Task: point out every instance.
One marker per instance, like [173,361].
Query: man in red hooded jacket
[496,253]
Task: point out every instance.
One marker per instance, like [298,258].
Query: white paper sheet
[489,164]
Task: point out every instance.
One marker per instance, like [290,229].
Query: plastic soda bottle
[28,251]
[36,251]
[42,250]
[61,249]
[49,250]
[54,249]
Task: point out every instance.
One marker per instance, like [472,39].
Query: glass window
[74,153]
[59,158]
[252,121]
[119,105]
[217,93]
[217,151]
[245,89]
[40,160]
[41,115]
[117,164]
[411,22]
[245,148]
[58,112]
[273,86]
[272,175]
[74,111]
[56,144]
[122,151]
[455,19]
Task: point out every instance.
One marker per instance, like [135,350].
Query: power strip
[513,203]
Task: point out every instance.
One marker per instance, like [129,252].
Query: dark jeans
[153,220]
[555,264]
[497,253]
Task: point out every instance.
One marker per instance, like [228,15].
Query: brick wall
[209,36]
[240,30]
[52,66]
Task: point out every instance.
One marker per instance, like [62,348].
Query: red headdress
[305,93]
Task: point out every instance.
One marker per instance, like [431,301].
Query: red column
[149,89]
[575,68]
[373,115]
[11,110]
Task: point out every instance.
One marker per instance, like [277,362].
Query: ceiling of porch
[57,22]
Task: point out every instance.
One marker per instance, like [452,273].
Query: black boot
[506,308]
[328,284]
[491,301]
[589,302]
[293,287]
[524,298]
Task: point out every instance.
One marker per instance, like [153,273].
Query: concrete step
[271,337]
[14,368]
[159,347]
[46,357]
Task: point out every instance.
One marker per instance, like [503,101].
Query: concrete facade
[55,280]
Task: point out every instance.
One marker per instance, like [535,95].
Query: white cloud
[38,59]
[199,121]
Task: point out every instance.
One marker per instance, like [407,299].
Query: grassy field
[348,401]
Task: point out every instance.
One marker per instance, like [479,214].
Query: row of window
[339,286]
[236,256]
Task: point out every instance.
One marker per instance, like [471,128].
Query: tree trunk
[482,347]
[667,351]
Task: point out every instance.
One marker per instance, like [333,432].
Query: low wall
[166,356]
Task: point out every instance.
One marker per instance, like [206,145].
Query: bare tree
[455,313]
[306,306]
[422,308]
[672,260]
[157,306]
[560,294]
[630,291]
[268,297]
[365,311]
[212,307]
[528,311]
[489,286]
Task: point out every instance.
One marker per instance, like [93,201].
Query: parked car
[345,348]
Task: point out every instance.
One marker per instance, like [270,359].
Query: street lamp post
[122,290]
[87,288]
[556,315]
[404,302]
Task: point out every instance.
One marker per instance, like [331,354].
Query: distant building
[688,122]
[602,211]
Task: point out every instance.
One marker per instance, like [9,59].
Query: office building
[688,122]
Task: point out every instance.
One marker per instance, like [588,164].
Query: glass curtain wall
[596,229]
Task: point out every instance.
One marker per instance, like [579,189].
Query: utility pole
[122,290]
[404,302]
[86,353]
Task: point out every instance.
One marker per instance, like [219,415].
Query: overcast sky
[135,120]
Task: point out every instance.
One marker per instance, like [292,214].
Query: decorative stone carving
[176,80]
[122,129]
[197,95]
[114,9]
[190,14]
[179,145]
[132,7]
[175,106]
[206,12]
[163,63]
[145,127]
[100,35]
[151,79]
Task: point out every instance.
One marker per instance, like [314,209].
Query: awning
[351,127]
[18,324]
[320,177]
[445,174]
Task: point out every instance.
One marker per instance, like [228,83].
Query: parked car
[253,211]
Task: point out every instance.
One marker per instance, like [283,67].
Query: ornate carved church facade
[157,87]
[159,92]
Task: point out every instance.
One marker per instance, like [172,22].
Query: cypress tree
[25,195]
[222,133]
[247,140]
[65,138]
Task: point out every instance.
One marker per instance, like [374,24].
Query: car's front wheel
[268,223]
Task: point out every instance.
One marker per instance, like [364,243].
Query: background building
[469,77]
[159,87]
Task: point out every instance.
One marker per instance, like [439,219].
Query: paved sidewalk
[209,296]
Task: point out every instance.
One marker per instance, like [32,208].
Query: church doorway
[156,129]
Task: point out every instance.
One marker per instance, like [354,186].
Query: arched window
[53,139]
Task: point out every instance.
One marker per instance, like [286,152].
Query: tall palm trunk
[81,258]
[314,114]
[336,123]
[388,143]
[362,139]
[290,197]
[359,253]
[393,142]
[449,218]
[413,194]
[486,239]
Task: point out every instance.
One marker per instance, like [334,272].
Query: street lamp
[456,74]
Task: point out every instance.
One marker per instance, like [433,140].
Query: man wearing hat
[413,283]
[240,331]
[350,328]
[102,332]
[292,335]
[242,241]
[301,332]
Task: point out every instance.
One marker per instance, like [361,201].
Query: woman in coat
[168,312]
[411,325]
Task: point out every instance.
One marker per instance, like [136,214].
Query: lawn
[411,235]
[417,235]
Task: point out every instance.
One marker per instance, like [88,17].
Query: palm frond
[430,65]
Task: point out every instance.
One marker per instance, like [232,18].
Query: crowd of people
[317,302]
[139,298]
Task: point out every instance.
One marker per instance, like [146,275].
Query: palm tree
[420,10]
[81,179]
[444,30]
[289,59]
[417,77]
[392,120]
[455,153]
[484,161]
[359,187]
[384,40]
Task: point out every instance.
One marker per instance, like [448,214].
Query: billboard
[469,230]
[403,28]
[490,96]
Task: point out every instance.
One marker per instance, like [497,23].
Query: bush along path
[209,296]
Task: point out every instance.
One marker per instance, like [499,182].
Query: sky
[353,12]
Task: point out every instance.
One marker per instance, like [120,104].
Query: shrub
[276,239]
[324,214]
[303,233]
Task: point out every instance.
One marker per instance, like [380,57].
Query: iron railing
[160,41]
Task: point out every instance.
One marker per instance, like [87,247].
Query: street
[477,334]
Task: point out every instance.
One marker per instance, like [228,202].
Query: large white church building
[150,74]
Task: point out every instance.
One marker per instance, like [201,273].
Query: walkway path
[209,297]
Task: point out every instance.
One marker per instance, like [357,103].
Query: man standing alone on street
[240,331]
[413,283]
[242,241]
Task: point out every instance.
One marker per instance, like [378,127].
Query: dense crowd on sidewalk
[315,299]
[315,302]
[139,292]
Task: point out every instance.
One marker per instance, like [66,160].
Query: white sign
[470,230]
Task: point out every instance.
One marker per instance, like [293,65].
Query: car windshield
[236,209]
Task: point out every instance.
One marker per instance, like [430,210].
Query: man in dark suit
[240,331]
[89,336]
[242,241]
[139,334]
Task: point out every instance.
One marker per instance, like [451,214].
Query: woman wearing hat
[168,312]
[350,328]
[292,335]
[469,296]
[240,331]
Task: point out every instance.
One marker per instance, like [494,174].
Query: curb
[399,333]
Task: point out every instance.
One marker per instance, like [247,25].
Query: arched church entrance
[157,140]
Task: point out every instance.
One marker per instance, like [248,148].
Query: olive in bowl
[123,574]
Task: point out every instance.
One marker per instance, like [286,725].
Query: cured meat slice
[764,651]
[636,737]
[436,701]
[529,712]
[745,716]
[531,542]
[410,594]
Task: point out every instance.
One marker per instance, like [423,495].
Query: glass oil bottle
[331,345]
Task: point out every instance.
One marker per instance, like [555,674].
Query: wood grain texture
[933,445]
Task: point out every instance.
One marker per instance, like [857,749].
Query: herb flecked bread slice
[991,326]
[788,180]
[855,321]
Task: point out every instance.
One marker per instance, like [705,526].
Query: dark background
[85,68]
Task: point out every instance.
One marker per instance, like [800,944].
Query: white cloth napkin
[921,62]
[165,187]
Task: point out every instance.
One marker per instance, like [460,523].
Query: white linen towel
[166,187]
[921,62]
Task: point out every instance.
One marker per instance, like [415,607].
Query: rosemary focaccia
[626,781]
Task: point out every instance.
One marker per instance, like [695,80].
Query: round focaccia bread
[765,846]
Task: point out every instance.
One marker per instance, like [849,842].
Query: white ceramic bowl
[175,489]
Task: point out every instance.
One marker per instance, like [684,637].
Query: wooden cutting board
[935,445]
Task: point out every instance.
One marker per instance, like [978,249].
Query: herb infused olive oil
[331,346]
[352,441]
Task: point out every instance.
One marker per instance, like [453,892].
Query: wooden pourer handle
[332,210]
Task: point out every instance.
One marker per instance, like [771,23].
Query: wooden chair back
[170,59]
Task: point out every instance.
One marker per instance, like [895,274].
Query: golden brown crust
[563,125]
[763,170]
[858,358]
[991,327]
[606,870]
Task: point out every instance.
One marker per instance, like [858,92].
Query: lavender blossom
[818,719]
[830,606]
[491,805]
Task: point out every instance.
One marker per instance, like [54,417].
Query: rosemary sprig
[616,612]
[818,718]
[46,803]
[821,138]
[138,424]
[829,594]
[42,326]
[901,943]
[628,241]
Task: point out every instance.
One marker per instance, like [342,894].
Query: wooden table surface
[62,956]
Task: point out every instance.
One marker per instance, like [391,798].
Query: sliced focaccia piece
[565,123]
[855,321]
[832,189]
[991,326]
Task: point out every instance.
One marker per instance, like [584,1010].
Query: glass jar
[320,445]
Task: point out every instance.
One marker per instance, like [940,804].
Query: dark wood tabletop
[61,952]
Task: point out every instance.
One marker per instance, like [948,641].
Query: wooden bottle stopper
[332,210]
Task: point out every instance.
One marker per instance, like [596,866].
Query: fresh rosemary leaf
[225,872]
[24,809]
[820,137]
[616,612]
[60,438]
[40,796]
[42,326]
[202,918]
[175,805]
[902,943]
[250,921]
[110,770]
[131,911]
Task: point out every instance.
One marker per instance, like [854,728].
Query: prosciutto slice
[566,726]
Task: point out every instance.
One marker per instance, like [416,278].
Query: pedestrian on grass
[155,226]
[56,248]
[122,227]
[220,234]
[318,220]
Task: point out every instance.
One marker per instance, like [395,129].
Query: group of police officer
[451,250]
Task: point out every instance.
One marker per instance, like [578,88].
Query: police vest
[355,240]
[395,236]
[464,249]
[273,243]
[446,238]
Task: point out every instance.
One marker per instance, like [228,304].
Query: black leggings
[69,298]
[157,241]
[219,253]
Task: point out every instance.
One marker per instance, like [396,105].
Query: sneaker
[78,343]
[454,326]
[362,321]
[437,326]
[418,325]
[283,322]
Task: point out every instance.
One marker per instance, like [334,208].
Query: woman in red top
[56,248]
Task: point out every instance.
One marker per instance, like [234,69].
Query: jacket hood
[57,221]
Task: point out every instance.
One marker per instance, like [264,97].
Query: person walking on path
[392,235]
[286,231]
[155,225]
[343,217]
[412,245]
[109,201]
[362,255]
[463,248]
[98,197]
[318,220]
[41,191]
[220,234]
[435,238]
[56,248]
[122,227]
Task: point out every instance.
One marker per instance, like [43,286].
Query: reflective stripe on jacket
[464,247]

**Поставленная цель**
В скольких строках материала выше встречается слово «bowl» с учетом регистра? Ответьте только числом.

**Итоговый результат**
2